◆ **TASK INPUT**
** start **
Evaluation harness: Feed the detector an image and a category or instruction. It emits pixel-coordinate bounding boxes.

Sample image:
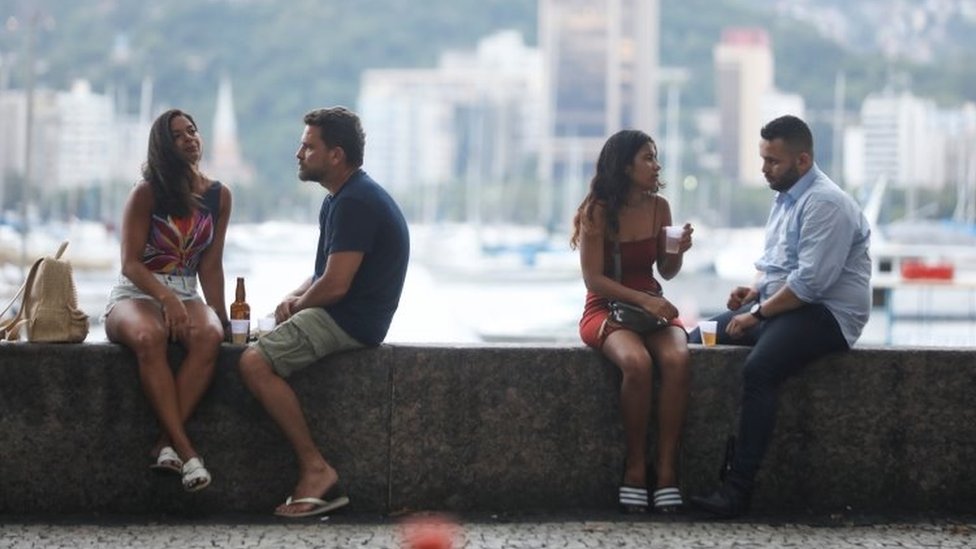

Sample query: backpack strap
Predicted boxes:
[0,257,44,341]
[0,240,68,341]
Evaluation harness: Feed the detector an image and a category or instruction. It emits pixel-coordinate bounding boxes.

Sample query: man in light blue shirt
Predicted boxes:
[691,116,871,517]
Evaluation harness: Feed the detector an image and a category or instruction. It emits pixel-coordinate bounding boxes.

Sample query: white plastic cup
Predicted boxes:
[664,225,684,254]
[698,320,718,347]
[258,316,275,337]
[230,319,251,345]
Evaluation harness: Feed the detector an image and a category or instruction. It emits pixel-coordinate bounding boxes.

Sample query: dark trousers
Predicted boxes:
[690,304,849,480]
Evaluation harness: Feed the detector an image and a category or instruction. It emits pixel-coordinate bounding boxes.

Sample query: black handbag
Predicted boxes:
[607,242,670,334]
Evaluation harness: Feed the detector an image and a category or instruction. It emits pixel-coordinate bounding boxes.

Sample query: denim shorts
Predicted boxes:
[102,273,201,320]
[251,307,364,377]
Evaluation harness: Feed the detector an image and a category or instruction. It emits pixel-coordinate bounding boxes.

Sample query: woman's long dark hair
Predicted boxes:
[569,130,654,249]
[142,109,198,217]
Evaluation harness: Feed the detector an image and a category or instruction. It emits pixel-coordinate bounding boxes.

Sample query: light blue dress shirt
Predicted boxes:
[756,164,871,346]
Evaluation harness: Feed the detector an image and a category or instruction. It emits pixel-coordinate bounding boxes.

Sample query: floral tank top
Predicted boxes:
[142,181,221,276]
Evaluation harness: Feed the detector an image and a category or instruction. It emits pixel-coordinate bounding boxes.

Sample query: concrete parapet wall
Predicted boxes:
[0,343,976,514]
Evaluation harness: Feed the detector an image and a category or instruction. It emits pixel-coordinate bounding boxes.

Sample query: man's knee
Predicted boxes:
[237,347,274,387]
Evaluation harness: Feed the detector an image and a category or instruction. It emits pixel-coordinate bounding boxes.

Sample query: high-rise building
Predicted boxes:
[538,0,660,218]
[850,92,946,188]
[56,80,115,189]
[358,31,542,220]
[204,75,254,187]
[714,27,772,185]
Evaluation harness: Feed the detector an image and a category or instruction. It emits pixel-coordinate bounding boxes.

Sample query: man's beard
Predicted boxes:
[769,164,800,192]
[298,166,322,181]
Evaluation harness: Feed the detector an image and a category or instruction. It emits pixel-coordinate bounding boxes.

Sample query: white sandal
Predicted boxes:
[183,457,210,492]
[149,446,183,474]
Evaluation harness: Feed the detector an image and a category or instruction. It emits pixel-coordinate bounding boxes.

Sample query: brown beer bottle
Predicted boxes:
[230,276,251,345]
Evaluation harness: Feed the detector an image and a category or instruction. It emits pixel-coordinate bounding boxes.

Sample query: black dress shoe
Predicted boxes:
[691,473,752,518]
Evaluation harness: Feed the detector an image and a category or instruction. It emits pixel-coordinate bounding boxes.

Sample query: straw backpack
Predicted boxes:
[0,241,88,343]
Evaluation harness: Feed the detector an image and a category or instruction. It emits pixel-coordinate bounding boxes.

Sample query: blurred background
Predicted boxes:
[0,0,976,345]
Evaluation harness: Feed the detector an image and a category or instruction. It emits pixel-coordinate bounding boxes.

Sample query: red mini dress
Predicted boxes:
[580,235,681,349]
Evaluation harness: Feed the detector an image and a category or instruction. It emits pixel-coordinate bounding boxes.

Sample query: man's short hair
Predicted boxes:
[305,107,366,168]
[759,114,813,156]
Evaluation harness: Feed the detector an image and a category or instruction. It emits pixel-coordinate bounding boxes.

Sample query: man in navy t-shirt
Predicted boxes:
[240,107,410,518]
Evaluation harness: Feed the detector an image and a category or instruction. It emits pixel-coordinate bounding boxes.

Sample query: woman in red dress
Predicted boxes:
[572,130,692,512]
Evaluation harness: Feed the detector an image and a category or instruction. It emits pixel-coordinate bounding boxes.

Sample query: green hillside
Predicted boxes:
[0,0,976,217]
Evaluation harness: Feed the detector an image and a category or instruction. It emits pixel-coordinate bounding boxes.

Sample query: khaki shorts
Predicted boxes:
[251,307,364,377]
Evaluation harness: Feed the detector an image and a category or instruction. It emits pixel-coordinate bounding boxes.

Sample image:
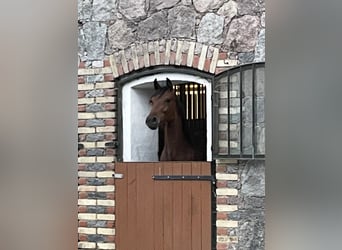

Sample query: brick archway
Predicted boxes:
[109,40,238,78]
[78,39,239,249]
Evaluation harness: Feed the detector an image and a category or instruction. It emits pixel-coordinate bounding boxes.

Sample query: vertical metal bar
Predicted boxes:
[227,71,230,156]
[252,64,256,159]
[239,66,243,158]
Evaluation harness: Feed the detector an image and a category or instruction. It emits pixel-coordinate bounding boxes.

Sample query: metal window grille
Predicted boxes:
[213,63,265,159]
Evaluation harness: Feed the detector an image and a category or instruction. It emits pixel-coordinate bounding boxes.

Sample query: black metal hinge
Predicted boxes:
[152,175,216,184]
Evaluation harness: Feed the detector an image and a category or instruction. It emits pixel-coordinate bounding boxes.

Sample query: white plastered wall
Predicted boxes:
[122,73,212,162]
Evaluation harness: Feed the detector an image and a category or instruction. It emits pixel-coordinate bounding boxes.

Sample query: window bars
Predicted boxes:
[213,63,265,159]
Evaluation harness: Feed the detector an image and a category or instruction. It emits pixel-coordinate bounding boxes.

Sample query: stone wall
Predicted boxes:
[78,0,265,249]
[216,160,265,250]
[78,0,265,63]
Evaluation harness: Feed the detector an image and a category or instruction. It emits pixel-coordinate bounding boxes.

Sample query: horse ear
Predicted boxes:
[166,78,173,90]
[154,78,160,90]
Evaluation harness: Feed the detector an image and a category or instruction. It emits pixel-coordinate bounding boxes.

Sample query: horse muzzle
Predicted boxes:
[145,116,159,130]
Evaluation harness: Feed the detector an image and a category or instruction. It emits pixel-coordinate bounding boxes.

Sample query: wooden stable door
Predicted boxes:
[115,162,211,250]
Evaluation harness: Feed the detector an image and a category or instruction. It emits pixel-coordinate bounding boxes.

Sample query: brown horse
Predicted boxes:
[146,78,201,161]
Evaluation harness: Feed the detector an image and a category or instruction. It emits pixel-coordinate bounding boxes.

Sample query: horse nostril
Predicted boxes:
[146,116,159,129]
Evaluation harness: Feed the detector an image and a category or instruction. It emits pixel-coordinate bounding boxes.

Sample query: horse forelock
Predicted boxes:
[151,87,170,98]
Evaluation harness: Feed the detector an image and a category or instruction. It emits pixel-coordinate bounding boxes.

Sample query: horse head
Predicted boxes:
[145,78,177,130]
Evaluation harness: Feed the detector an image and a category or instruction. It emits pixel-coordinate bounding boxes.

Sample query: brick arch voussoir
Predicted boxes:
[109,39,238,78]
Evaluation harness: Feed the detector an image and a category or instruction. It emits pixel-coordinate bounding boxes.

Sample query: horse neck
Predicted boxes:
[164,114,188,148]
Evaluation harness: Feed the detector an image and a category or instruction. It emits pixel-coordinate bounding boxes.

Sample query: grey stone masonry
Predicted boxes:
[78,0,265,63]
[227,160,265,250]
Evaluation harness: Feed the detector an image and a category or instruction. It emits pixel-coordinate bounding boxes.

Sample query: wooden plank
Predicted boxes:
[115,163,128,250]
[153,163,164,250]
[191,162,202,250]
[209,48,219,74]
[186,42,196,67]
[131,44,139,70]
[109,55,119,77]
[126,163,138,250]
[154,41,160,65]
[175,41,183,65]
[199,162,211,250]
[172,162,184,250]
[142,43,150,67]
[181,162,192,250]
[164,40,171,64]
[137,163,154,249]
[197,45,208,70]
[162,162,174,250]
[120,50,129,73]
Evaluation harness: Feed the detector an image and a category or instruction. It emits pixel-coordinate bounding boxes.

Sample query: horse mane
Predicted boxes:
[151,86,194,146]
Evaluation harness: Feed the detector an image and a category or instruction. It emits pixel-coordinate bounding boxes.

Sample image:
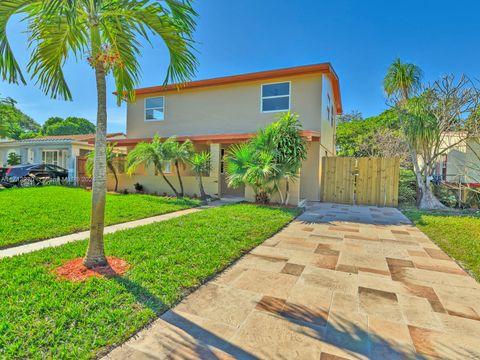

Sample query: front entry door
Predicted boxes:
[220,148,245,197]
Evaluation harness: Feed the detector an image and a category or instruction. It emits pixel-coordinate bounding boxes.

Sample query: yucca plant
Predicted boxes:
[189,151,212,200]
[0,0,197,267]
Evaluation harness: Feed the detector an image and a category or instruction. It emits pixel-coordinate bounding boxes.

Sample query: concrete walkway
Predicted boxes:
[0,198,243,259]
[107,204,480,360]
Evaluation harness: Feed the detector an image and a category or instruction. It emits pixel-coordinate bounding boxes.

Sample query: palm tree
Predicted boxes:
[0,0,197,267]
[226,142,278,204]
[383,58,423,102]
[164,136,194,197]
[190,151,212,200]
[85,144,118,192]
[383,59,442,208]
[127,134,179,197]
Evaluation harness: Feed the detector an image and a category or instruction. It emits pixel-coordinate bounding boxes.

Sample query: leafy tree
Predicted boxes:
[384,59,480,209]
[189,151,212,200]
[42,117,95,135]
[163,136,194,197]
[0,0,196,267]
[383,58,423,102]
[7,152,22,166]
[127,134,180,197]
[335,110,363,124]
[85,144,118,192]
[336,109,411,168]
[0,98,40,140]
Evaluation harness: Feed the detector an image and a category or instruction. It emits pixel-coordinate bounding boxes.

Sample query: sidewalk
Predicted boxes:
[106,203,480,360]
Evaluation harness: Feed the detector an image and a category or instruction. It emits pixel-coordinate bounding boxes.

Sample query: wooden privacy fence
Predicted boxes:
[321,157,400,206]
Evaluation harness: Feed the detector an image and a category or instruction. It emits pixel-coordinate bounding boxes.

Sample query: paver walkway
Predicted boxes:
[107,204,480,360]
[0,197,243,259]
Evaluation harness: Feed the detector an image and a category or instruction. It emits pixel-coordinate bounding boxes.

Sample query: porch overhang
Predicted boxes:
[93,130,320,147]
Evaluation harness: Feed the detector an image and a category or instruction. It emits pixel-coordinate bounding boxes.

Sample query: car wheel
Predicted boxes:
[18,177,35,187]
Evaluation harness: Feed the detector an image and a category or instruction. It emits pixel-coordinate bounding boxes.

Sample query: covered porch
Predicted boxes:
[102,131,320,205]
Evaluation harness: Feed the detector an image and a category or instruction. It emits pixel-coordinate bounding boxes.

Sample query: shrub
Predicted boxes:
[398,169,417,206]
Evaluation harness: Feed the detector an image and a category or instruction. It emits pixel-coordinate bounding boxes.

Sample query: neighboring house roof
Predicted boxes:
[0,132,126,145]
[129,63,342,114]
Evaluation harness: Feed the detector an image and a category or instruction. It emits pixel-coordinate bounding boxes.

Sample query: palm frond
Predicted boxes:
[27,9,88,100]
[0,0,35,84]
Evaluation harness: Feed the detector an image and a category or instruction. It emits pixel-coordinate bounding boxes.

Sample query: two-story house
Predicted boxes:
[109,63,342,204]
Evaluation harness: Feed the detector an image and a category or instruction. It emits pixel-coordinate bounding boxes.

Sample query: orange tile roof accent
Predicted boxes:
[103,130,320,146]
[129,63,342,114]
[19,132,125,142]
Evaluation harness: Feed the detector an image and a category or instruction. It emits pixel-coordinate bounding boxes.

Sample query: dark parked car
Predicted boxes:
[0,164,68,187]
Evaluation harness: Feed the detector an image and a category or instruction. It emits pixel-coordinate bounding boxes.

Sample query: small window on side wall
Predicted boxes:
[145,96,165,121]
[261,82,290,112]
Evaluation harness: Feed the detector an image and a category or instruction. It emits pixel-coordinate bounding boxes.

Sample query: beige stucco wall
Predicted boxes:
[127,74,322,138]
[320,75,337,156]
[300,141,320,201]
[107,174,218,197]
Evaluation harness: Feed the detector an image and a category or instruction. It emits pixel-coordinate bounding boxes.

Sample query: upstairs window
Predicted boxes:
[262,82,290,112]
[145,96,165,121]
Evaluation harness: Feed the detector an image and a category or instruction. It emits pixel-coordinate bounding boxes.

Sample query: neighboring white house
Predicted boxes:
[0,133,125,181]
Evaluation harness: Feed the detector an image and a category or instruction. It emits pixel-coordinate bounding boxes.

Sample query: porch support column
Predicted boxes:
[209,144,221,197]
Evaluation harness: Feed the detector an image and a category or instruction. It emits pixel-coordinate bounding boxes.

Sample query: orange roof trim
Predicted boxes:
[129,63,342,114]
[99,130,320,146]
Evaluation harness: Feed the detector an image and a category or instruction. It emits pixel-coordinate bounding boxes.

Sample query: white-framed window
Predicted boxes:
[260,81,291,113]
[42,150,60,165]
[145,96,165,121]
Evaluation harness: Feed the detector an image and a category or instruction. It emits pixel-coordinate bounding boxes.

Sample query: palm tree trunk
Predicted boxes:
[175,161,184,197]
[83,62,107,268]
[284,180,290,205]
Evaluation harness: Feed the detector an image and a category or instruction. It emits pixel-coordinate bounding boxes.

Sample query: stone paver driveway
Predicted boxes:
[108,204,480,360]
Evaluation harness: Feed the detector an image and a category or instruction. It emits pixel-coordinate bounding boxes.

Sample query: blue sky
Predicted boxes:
** end **
◆ **TASK STATEMENT**
Retype the records from their first line through the line containing "[0,343,976,514]", with both ends included, and copy each line unchanged. Leave the pictures out.

◆ **THE RESPONSE**
Evaluation harness: Feed the detector an image and a category or instruction. It emits pixel-coordinate bounding boxes.

Sample image:

Sample query: backpack strap
Predicted boxes:
[0,257,44,341]
[0,240,68,341]
Evaluation harness: Feed the detector an image and a category or instruction. It emits pixel-coordinate bounding boxes.

Sample query: man in light blue shirt
Predicted boxes:
[691,116,871,517]
Evaluation harness: Feed the detector an image and a category or instruction. It emits pixel-coordinate bounding boxes.

Sample query: white plastic cup
Predicted boxes:
[664,225,684,254]
[698,320,718,347]
[258,316,275,337]
[230,319,251,345]
Evaluation harness: Feed the detector an image and a category or instruction. It emits pixel-coordinate bounding boxes.

Sample query: dark trousers
Predicted boxes:
[690,304,849,480]
Evaluation harness: Feed the detector an image and a category or instruction. It emits pixel-coordinate bounding boxes.

Sample query: black handbag
Predicted boxes:
[607,242,670,334]
Evaluation harness: Feed the detector an image and a category or instruction. It emits pixel-coordinate bounding boxes.

Sample query: denim shorts
Predicted boxes:
[102,273,201,320]
[251,307,364,377]
Evaluation harness: Feed the detector an image and a category or instruction. It emits pixel-coordinate bounding boxes.

Sample query: woman's long dark hair
Predicted boxes:
[569,130,654,249]
[142,109,198,217]
Evaluation harness: Feed the detector an image and a category or instruction. It emits pixel-coordinate bounding boxes.

Sample query: light blue dress shirt
Predicted boxes:
[756,164,871,346]
Evaluation harness: Feed the detector an image and a category or instruction. It emits pixel-coordinate bounding boxes.

Sample query: floral tank top
Predicted boxes:
[142,181,221,276]
Evaluation harness: Feed the detector an image and a category or instruction. It emits pixel-coordinate bounding boxes.

Sample query: concrete parapet wall
Predicted boxes:
[0,343,976,514]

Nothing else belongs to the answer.